--- Texte ---

:::::

1-1-3 Notre usage des termes de proposition et de phrase

Quant à la distinction entre proposition et phrase, elle n’est pas facile à réaliser en termes de linguistique générale, car on ne dispose d’aucune définition de la phrase qui fasse l’unanimité des linguistes. La notion de proposition, elle, est au moins aussi problématique, car elle n’est pas admise, on le sait, par toutes les écoles linguistiques.

Dans la tradition scolaire française, quand une phrase est enchâssée dans une autre, en tant que subordonnée relative ou complétive, on convient de l’appeler proposition, pour la distinguer de la phrase matrice dans laquelle elle est emboîtée. Cet usage est sans doute discutable, et il a été abondamment discuté. En français notamment, une construction syntaxique ne peut être enchâssée que si elle est structurée comme une phrase, et en particulier, si elle est organisée autour d’un verbe18. Si la construction syntaxique ne comporte pas de verbe, la subordination ne peut pas se faire. Une assertion telle que passionnante, cette histoire, n’est pas enchâssable dans une phrase matrice. Par exemple, cette assertion ne peut figurer comme complétive verbale : *Il déclara que passionnante, cette histoire et pas davantage comme complétive de nom *La certitude que passionnante, cette histoire lui donnait le courage de continuer. Si une telle assertion ne peut être subordonnée, ni à un verbe comme complétive de verbe, ni à un nom comme complétive de nom, c’est parce que cette assertion n’a pas la forme d’une phrase. C’est, comme nous le verrons plus tard, un énoncé qui n’a pas de forme phrastique. Il en résulte que seule une phrase bien formée, et organisée autour d’un verbe, a la capacité d’être enchâssée ou, en d’autres termes, a l’aptitude à devenir une proposition subordonnée. Puisqu’une proposition subordonnée doit pouvoir être structurée comme une phrase pour pouvoir être enchâssée, il peut paraître normal de garder le mot phrase aussi bien que pour la matrice que pour les constructions verbales qui s’y trouvent enchâssées. C’est pourquoi les transformationalistes n’utilisent qu’un seul terme : phrase enchâssante et phrase enchâssée.

:::::

--- Données fournies ---
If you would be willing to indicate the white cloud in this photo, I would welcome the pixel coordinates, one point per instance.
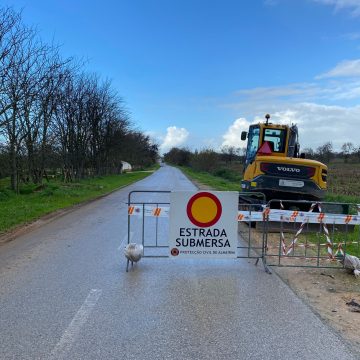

:::::

--- Liste des consignes ---
A. Reproduisez tout le passage du texte allant de « Quant à la distinction » jusqu'à « les écoles linguistiques. ».
B. Relevez les énoncés que le texte cite pour illustrer son propos, en conservant l'astérisque là où il figure.

--- Réponses finales ---
A.
Quant à la distinction entre proposition et phrase, elle n’est pas facile à réaliser en termes de linguistique générale, car on ne dispose d’aucune définition de la phrase qui fasse l’unanimité des linguistes. La notion de proposition, elle, est au moins aussi problématique, car elle n’est pas admise, on le sait, par toutes les écoles linguistiques.

B.
- passionnante, cette histoire
- *Il déclara que passionnante, cette histoire
- *La certitude que passionnante, cette histoire lui donnait le courage de continuer